(Items listed in a dataset)
━━━━━━
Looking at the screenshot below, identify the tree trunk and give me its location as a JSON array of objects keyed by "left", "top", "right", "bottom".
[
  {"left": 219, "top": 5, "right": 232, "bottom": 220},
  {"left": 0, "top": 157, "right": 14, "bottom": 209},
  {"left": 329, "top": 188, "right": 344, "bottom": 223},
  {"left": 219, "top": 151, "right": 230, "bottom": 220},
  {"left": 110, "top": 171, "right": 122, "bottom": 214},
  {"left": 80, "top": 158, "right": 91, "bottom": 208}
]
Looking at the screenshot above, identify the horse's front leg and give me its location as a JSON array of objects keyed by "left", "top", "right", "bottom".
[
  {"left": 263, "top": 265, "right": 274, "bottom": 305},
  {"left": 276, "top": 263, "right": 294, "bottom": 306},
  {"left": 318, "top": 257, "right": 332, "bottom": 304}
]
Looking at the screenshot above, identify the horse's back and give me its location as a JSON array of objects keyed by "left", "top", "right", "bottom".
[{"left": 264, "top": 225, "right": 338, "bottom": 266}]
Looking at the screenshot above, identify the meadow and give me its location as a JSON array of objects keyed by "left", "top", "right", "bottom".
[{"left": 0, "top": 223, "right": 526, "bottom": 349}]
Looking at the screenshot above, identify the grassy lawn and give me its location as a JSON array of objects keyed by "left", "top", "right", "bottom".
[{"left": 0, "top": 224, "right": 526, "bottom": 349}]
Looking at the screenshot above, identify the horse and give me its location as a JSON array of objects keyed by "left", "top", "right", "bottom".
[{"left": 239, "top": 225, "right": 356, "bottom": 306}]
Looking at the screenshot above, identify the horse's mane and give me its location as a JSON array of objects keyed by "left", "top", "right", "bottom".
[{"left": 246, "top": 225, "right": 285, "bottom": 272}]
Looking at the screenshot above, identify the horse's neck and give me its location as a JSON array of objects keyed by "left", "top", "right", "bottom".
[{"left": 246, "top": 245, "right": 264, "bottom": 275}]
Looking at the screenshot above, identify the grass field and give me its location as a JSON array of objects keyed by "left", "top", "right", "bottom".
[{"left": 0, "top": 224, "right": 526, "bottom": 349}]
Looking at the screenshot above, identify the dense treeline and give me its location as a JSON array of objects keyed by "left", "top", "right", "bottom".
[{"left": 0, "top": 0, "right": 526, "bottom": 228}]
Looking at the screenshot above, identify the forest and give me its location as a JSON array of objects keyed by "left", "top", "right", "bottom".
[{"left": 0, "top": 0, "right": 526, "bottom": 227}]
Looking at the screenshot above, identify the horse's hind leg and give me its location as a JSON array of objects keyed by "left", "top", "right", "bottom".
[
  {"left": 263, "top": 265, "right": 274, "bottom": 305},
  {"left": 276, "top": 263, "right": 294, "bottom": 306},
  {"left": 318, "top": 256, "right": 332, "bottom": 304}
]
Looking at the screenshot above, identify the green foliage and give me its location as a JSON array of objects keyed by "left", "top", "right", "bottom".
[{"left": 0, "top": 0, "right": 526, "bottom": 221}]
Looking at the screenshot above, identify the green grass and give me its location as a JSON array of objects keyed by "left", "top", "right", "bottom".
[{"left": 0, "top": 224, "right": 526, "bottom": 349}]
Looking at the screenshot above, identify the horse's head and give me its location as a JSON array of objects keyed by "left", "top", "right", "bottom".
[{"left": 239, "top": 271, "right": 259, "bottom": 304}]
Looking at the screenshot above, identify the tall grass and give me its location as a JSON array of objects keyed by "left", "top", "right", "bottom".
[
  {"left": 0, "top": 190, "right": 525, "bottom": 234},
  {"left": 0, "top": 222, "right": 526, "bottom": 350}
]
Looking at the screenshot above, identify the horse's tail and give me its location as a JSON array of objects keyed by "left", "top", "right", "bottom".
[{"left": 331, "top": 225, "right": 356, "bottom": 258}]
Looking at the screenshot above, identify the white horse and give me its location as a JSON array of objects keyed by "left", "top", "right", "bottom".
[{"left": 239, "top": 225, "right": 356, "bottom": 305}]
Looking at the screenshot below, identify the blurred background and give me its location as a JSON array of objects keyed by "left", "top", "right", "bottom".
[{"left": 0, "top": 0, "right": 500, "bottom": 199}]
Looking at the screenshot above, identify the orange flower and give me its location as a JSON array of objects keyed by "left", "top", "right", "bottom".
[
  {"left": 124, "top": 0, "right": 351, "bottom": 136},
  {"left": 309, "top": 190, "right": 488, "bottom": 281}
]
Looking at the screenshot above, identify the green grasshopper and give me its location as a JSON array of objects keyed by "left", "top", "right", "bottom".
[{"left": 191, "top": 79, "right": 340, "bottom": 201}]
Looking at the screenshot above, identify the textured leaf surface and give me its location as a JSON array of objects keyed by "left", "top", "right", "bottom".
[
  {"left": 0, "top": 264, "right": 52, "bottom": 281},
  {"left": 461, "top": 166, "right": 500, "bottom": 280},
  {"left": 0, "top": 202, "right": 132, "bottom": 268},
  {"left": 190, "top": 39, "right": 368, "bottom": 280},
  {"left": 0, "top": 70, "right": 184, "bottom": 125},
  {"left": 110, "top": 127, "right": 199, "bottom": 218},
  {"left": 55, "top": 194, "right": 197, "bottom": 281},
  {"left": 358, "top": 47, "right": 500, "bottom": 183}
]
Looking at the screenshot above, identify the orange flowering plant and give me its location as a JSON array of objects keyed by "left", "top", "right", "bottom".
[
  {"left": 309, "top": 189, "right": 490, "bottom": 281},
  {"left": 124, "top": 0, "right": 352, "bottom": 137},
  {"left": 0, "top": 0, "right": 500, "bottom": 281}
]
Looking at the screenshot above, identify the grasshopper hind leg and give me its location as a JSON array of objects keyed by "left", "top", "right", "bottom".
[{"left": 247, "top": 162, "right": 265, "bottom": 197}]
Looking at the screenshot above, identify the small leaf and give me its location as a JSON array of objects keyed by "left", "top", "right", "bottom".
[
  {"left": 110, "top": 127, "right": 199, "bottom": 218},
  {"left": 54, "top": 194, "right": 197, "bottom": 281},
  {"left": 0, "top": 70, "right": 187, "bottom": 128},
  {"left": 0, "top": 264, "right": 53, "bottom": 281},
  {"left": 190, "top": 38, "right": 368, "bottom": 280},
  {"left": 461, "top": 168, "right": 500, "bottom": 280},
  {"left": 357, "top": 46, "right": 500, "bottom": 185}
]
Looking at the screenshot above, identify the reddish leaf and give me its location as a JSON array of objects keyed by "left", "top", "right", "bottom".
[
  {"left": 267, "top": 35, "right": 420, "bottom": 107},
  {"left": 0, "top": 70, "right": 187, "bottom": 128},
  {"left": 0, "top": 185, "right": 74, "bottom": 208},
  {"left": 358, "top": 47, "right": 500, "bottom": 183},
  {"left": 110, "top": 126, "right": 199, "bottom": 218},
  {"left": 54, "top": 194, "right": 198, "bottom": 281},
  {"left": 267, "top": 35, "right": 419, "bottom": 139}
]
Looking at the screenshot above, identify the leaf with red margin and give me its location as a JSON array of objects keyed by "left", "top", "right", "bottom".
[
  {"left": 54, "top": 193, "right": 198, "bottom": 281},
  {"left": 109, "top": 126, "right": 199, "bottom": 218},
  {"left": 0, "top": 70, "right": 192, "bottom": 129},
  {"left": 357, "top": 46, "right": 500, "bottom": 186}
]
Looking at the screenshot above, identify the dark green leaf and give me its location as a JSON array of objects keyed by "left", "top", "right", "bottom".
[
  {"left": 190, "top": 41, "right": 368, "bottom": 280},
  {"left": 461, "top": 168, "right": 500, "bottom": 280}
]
━━━━━━
▸ **DESCRIPTION OF THE TASK**
Identify each line in the records above that contains the word "hind", and copy those lines.

▸ **FINISHED EXERCISE**
Looking at the screenshot above, identify the horse's hind leg and give me its location as a JSON array of objects keyed by "left", "top", "right", "bottom".
Looking at the screenshot above, identify the grasshopper hind leg and give me its location as a JSON array of objects keyed by "left", "top", "right", "bottom".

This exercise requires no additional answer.